## [INSTRUCCIONES DE TRABAJO]
Imprime el fragmento sobre las colas en Palma completo y sin ningún cambio.

## [FRAGMENTO]
============================================================

Se trata, casi siempre, de saber hacer cola. Paciente y
tranquilamente. De esperar a que nos llegue el turno decisivo de un humeante
café o un chocolate espeso y caliente. De un cucurucho tiznado de hollín y castañas.
De un poco de felicidad manufacturada, quizá, por algún ángel invisible. Palma
no es ciudad de grandes colas, en efecto, pero estos días he revisitado algunas
de ellas; primero, con auténtica extrañeza y luego, al rato, con la sensación
turbadora de lo que recordamos haber visto, pero no sabemos cuándo. ¿En qué
tiempo? ¿Bajo qué circunstancias, cuáles?

============================================================

Datos de señalamiento de expresiones referenciales
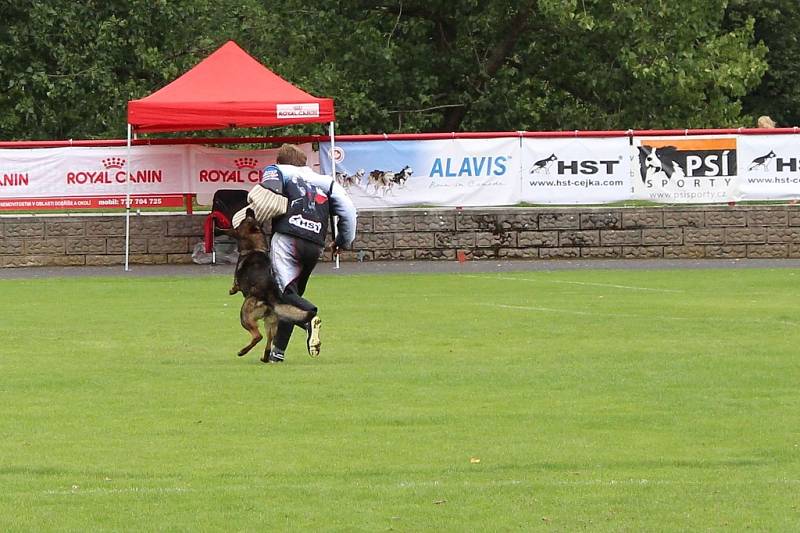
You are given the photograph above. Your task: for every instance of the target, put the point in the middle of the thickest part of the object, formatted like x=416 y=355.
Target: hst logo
x=450 y=167
x=562 y=167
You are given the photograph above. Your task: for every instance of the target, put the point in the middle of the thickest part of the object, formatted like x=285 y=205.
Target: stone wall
x=694 y=232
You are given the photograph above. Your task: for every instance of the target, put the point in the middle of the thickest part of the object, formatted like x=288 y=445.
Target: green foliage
x=69 y=68
x=777 y=26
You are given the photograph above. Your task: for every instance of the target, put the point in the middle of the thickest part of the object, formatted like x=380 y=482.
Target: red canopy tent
x=227 y=89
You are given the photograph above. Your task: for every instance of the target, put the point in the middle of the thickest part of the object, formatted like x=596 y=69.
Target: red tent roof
x=228 y=88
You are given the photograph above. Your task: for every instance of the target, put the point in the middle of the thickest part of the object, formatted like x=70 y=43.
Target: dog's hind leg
x=252 y=311
x=271 y=327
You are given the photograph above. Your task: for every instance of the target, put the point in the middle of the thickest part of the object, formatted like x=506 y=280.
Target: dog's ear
x=230 y=232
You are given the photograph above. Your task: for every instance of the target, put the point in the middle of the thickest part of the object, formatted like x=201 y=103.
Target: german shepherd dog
x=253 y=277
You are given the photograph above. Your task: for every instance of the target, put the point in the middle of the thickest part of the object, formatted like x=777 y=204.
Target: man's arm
x=342 y=206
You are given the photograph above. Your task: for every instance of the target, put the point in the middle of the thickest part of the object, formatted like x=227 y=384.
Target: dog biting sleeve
x=265 y=203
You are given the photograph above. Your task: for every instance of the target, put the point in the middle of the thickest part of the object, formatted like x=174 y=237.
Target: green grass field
x=575 y=400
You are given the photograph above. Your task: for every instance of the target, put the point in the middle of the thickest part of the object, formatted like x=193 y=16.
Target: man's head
x=290 y=154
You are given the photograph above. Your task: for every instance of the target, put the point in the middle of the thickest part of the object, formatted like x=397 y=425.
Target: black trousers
x=297 y=260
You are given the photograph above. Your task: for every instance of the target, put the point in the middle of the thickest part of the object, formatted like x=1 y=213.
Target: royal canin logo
x=246 y=162
x=113 y=162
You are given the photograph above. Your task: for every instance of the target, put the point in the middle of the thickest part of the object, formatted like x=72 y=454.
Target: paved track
x=420 y=267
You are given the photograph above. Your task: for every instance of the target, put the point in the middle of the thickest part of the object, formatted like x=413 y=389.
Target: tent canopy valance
x=227 y=89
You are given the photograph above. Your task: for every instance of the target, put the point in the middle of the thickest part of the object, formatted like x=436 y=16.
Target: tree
x=69 y=68
x=777 y=26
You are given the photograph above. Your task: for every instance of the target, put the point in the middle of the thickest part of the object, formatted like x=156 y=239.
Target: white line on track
x=585 y=283
x=129 y=490
x=623 y=315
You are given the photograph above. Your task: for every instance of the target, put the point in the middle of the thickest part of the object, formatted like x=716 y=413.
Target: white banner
x=452 y=172
x=685 y=170
x=441 y=172
x=769 y=167
x=575 y=170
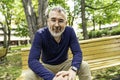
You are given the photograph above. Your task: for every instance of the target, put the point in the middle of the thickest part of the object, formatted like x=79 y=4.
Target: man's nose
x=56 y=23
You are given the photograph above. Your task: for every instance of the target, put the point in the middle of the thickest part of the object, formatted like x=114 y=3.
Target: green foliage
x=22 y=31
x=116 y=31
x=94 y=34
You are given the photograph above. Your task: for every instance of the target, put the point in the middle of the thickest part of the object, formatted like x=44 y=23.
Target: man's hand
x=72 y=75
x=65 y=75
x=62 y=75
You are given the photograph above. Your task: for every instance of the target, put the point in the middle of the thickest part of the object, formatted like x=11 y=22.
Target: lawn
x=11 y=69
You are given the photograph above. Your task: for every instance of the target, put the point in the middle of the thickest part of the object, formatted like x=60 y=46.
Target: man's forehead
x=57 y=14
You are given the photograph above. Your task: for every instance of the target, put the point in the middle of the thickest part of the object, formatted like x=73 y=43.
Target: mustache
x=57 y=28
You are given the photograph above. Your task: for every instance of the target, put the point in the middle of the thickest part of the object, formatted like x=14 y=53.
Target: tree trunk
x=34 y=22
x=85 y=35
x=42 y=19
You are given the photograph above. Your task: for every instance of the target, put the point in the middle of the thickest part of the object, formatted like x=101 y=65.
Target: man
x=48 y=58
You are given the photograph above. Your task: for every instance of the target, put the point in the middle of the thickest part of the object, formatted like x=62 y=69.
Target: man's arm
x=34 y=57
x=76 y=51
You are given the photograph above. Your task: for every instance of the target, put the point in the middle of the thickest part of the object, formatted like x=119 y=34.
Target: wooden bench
x=99 y=53
x=2 y=54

============================================================

## [TAREA TERMINADA]
Se trata, casi siempre, de saber hacer cola. Paciente y
tranquilamente. De esperar a que nos llegue el turno decisivo de un humeante
café o un chocolate espeso y caliente. De un cucurucho tiznado de hollín y castañas.
De un poco de felicidad manufacturada, quizá, por algún ángel invisible. Palma
no es ciudad de grandes colas, en efecto, pero estos días he revisitado algunas
de ellas; primero, con auténtica extrañeza y luego, al rato, con la sensación
turbadora de lo que recordamos haber visto, pero no sabemos cuándo. ¿En qué
tiempo? ¿Bajo qué circunstancias, cuáles?